Louisa May Alcott


ALCOTT, LOUISA MAY (1832-1888), American author, was the daughter of Amos Bronson Alcott, and though of New England parentage and residence, was born in Germantown, now part of Philadelphia, Pennsylvania, on the 29th of November 1832.  She began work at an early age as an occasional teacher and as a writer—her first book was Flower Fables (1854), tales originally written for Ellen, daughter of Ralph Waldo Emerson.  In 1860 she began writing for the Atlantic Monthly, and she was nurse in the Union Hospital at Georgetown, D.C., for six weeks in 1862-1863.  Her home letters, revised and published in the Commonwealth and collected as Hospital Sketches (1863, republished with additions in 1869), displayed some power of observation and record; and Moods, a novel (1864), despite its uncertainty of method and of touch, gave considerable promise.

----

→ Activity 1: Reproduce the portion of the Alcott biography that opens with the words containing "ALCOTT, LOUISA MAY" and closes with "gave considerable promise.".
→ Activity 2: Take the Alcott biography further, picking up after its final sentence about the novel Moods.
The listing after this point is not needed for any of the work here.

→ Data shown:
----

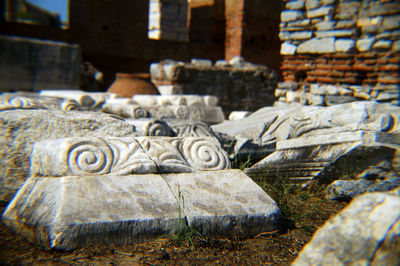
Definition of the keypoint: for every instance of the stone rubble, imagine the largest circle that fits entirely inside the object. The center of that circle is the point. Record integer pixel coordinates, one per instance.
(68, 160)
(366, 232)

----

→ Exercise result 1:
ALCOTT, LOUISA MAY (1832-1888), American author, was the daughter of Amos Bronson Alcott, and though of New England parentage and residence, was born in Germantown, now part of Philadelphia, Pennsylvania, on the 29th of November 1832.  She began work at an early age as an occasional teacher and as a writer—her first book was Flower Fables (1854), tales originally written for Ellen, daughter of Ralph Waldo Emerson.  In 1860 she began writing for the Atlantic Monthly, and she was nurse in the Union Hospital at Georgetown, D.C., for six weeks in 1862-1863.  Her home letters, revised and published in the Commonwealth and collected as Hospital Sketches (1863, republished with additions in 1869), displayed some power of observation and record; and Moods, a novel (1864), despite its uncertainty of method and of touch, gave considerable promise.

→ Exercise result 2:
She soon turned, however, to the rapid production of stories for girls, and, with the exception of the cheery tale entitled Work (1873), and the anonymous novelette A Modern Mephistopheles (1877), which attracted little notice, she did not return to the more ambitious fields of the novelist.  Her success dated from the appearance of the first series of Little Women: or Meg, Jo, Beth and Amy (1868), in which, with unfailing humour, freshness and lifelikeness, she put into story form many of the sayings and doings of herself and sisters. Little Men (1871) similarly treated the character and ways of her nephews in the Orchard House in Concord, Massachusetts, in which Miss Alcott’s industry had now established her parents and other members of the Alcott family; but most of her later volumes, An Old-Fashioned Girl (1870), Aunt Jo’s Scrap Bag (6 vols., 1871-1879), Rose in Bloom (1876), etc., followed in the line of Little Women, of which the author’s large and loyal public never wearied.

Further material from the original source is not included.